Work to be completed: Where in the records does the word "coordinates" appear? Copy each line that holds it.

Records supplied:
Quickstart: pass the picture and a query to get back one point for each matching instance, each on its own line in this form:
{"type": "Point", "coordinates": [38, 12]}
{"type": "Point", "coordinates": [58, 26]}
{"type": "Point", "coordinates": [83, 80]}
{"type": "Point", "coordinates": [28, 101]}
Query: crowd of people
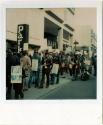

Written answer:
{"type": "Point", "coordinates": [38, 12]}
{"type": "Point", "coordinates": [58, 26]}
{"type": "Point", "coordinates": [83, 80]}
{"type": "Point", "coordinates": [28, 101]}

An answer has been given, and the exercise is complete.